> [Records to use]
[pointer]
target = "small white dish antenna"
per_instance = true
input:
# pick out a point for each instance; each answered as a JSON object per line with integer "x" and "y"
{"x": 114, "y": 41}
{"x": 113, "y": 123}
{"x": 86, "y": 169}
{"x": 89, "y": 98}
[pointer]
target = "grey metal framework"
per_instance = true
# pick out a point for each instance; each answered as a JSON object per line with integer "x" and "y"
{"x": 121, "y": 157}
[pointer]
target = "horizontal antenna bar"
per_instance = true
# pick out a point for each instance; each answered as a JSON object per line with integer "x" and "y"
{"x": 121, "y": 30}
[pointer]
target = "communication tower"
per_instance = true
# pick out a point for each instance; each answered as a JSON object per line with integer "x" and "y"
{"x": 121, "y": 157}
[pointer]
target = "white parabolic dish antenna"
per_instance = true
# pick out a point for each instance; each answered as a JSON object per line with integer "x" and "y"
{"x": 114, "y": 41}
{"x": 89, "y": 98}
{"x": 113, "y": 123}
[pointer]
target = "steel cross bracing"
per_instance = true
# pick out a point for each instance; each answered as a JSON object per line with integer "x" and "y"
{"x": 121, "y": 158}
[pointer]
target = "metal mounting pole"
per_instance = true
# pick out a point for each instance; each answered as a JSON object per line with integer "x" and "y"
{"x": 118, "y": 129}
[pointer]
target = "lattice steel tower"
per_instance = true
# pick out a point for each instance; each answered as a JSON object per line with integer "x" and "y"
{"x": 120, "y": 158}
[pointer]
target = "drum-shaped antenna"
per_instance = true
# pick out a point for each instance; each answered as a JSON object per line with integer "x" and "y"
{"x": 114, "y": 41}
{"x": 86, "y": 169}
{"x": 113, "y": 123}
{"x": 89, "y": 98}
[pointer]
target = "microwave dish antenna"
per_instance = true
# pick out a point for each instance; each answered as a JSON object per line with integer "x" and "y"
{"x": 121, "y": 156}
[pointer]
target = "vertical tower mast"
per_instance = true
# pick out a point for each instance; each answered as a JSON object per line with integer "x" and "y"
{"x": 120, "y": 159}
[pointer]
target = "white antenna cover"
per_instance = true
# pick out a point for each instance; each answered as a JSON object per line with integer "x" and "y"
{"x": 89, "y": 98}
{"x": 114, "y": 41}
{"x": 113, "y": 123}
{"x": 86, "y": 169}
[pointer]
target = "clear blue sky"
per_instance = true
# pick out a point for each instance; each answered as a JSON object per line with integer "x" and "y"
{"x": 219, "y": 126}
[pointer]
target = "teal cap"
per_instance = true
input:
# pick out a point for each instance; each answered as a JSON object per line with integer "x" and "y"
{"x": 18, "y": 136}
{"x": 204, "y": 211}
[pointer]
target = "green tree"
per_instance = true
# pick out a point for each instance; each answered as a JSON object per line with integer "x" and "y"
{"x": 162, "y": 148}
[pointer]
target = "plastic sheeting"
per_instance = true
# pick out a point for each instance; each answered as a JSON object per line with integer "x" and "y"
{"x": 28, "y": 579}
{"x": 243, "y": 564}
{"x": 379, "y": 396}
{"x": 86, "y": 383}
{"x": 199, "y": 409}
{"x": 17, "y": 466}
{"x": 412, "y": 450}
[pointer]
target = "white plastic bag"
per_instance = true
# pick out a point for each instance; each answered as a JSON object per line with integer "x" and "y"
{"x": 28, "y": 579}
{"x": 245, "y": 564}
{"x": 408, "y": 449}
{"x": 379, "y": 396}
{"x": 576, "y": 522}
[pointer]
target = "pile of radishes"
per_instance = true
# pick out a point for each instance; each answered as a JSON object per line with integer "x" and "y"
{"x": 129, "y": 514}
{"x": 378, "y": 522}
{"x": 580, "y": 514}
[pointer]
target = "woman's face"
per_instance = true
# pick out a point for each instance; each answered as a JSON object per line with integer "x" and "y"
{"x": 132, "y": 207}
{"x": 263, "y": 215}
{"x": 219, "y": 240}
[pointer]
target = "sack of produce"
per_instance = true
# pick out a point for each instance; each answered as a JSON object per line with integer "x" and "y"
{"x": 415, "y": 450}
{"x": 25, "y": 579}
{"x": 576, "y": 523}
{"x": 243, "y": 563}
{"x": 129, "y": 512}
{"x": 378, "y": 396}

> [What needs to be done] Write out every record, exactly as written.

> [Answer in full]
[pointer]
target = "small white dish antenna"
per_instance = true
input:
# pick out a point for each instance; each answered as a JSON object per line with integer "x" and "y"
{"x": 114, "y": 41}
{"x": 113, "y": 123}
{"x": 86, "y": 169}
{"x": 89, "y": 98}
[pointer]
target = "grey metal framework"
per_instance = true
# pick out a point for each instance; each answered as a JSON object per line with integer "x" and "y"
{"x": 121, "y": 157}
[pointer]
target = "horizontal antenna bar"
per_instance = true
# pick out a point for each instance; each answered as a JSON object per line with integer "x" and "y"
{"x": 121, "y": 30}
[pointer]
target = "communication tower"
per_instance = true
# pick out a point for each instance; each answered as a JSON object per line with integer "x" and "y"
{"x": 121, "y": 157}
[pointer]
target = "white parabolic dish antenna"
per_instance = true
# pick out a point for each instance; each answered as a JSON object per line with integer "x" and "y"
{"x": 114, "y": 41}
{"x": 89, "y": 98}
{"x": 113, "y": 123}
[pointer]
target = "steel cross bracing"
per_instance = true
# pick out a point for each instance; each answered as a JSON object per line with integer "x" and "y"
{"x": 121, "y": 158}
[pointer]
target = "metal mounting pole"
per_instance = true
# pick out a point for each instance; each answered as a JSON object per line with integer "x" and "y"
{"x": 118, "y": 129}
[pointer]
target = "lattice steel tower"
per_instance = true
# pick out a point for each instance; each answered as a JSON object per line with integer "x" and "y"
{"x": 120, "y": 158}
[pointer]
target = "drum-shaped antenna"
per_instance = true
# pick out a point for each instance; each answered as a JSON object per line with integer "x" and "y"
{"x": 114, "y": 41}
{"x": 86, "y": 169}
{"x": 113, "y": 123}
{"x": 89, "y": 98}
[pointer]
target = "microwave dish antenna"
per_instance = true
# pick out a point for each instance; each answered as a JSON object per line with integer "x" and "y"
{"x": 121, "y": 156}
[pointer]
target = "vertical tower mast"
per_instance = true
# pick out a point for each instance; each answered as a JSON object per line with integer "x" and "y"
{"x": 120, "y": 159}
[pointer]
target = "white antenna cover"
per_instance = true
# pick out a point for each instance; each answered as a JSON object per line with integer "x" and "y"
{"x": 89, "y": 98}
{"x": 114, "y": 41}
{"x": 113, "y": 123}
{"x": 86, "y": 169}
[pointer]
target = "clear blue sky"
per_instance = true
# pick out a point for each instance; each answered as a JSON object per line with integer "x" and "y"
{"x": 219, "y": 126}
[pointer]
target = "teal cap"
per_instance = true
input:
# pick out a point for each instance; each answered as a JSON object per line with integer "x" and "y"
{"x": 18, "y": 136}
{"x": 204, "y": 211}
[pointer]
target = "green tree"
per_instance = true
# pick out a point for each instance; each answered as a JSON object per line with integer "x" and "y"
{"x": 162, "y": 148}
[pointer]
target = "plastic sheeting"
per_instance = true
# pick out a point for each instance; each answered as a JSON object per line with integer "x" and "y"
{"x": 28, "y": 579}
{"x": 243, "y": 564}
{"x": 379, "y": 396}
{"x": 86, "y": 383}
{"x": 199, "y": 409}
{"x": 17, "y": 466}
{"x": 412, "y": 450}
[pointer]
target = "white plastic bag"
per_instance = true
# pick out a point for each instance; each answered as a JSON object per line with integer "x" and "y"
{"x": 28, "y": 579}
{"x": 245, "y": 564}
{"x": 408, "y": 449}
{"x": 379, "y": 396}
{"x": 576, "y": 522}
[pointer]
target = "pile of radishes"
per_instance = true
# pick out a point for each instance; each answered as a JSON object per line with integer "x" and "y"
{"x": 129, "y": 514}
{"x": 378, "y": 522}
{"x": 580, "y": 514}
[pointer]
target = "woman's face"
per_instance = true
# pick out a point for each instance; each answered as a JSON object per line with integer "x" and "y"
{"x": 132, "y": 207}
{"x": 263, "y": 215}
{"x": 219, "y": 240}
[pointer]
target = "sack of produce"
per_instance = true
# pick out a point for each instance; each answered as a JSON object per line with integer "x" and "y"
{"x": 415, "y": 450}
{"x": 25, "y": 579}
{"x": 576, "y": 523}
{"x": 243, "y": 563}
{"x": 129, "y": 512}
{"x": 378, "y": 396}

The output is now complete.